Start of The input

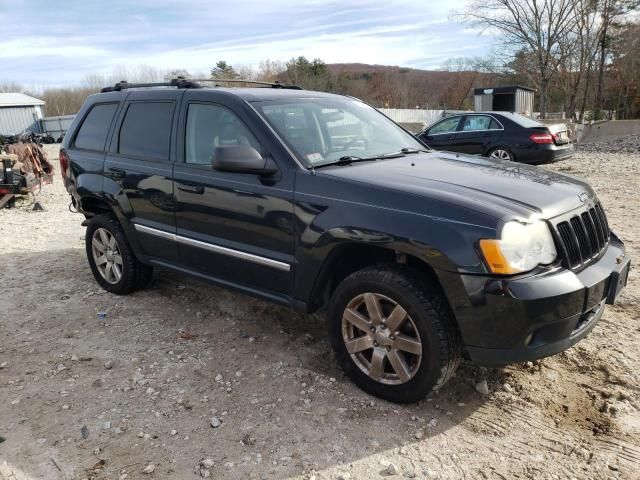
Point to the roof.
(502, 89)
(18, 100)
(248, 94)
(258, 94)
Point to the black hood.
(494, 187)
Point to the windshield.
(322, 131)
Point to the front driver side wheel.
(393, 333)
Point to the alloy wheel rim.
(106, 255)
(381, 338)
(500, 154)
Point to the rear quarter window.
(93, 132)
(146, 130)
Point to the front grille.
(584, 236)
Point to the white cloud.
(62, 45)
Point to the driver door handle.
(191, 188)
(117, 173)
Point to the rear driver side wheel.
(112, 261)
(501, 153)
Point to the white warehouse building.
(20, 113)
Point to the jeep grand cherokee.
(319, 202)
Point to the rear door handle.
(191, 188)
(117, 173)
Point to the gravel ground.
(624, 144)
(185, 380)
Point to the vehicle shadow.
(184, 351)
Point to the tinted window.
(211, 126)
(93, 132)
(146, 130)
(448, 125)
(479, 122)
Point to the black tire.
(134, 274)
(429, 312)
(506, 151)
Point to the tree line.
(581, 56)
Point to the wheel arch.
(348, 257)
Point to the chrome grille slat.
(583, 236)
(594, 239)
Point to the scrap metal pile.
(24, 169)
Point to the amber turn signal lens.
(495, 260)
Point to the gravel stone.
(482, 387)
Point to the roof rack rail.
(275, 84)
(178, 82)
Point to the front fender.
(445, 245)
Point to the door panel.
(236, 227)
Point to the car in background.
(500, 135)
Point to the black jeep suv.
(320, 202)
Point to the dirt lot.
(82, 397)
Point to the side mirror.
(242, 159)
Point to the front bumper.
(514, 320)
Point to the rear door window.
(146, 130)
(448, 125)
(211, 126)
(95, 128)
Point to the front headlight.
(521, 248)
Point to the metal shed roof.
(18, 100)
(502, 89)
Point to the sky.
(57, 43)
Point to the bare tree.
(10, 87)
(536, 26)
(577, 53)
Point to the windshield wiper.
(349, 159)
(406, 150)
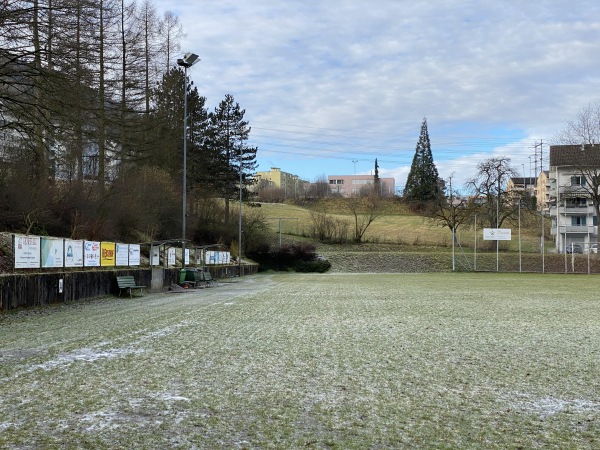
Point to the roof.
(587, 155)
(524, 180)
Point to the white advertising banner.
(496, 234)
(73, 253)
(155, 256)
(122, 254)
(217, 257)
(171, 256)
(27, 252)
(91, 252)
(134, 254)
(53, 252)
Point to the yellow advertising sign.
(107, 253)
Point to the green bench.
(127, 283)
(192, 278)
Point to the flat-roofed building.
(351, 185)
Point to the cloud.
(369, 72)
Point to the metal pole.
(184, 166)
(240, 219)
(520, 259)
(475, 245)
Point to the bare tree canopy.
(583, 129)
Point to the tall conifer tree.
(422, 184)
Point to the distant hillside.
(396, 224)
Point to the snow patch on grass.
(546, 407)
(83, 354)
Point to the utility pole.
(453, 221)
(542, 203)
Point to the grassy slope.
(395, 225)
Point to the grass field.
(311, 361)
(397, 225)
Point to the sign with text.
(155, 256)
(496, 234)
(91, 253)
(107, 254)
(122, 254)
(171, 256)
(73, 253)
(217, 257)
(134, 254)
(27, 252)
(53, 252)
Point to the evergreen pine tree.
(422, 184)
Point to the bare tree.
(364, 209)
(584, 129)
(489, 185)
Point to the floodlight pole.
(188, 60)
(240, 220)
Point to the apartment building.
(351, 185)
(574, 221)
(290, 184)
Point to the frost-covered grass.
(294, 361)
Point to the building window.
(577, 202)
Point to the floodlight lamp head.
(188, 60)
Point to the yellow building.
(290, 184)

End of The input

Set task
Leave out the pictures, and please output only the lines from the line that contains "Point to the roof rack rail." through the end of the data, both ends included.

Result of this task
Point to the roof rack rail.
(275, 84)
(178, 82)
Point to the front fender.
(445, 245)
Point to the door panel.
(236, 227)
Point to the car in background.
(500, 135)
Point to the black jeep suv.
(320, 202)
Point to the dirt lot.
(82, 397)
Point to the side mirror.
(242, 159)
Point to the front bumper.
(514, 320)
Point to the rear door window.
(146, 130)
(448, 125)
(211, 126)
(95, 128)
Point to the front headlight.
(521, 248)
Point to the metal shed roof.
(18, 100)
(502, 89)
Point to the sky.
(57, 43)
Point to the bare tree.
(10, 87)
(536, 26)
(577, 53)
Point to the windshield wiper.
(349, 159)
(406, 150)
Point to the roof.
(587, 155)
(524, 180)
Point to the white advertising banner.
(496, 234)
(73, 253)
(155, 256)
(122, 254)
(217, 257)
(171, 256)
(27, 252)
(91, 252)
(134, 254)
(53, 252)
Point to the yellow advertising sign.
(107, 253)
Point to the green bench.
(127, 283)
(192, 278)
Point to the flat-roofed building.
(351, 185)
Point to the cloud.
(369, 72)
Point to the metal pole.
(184, 166)
(240, 219)
(520, 259)
(475, 245)
Point to the bare tree canopy.
(583, 129)
Point to the tall conifer tree.
(422, 184)
Point to the distant hillside.
(396, 224)
Point to the snow patch on grass.
(546, 407)
(83, 354)
Point to the utility pole.
(453, 221)
(542, 203)
Point to the grassy slope.
(395, 225)
Point to the grass field.
(311, 361)
(397, 225)
Point to the sign with text.
(155, 256)
(496, 234)
(91, 253)
(107, 254)
(122, 254)
(171, 256)
(73, 253)
(217, 257)
(134, 254)
(27, 252)
(53, 252)
Point to the evergreen pine tree.
(422, 184)
Point to the bare tree.
(364, 209)
(584, 129)
(489, 185)
Point to the floodlight pole.
(188, 60)
(240, 220)
Point to the apartment building.
(351, 185)
(574, 221)
(290, 184)
Point to the frost-covered grass.
(294, 361)
Point to the building window.
(577, 202)
Point to the floodlight lamp head.
(188, 60)
Point to the yellow building.
(290, 184)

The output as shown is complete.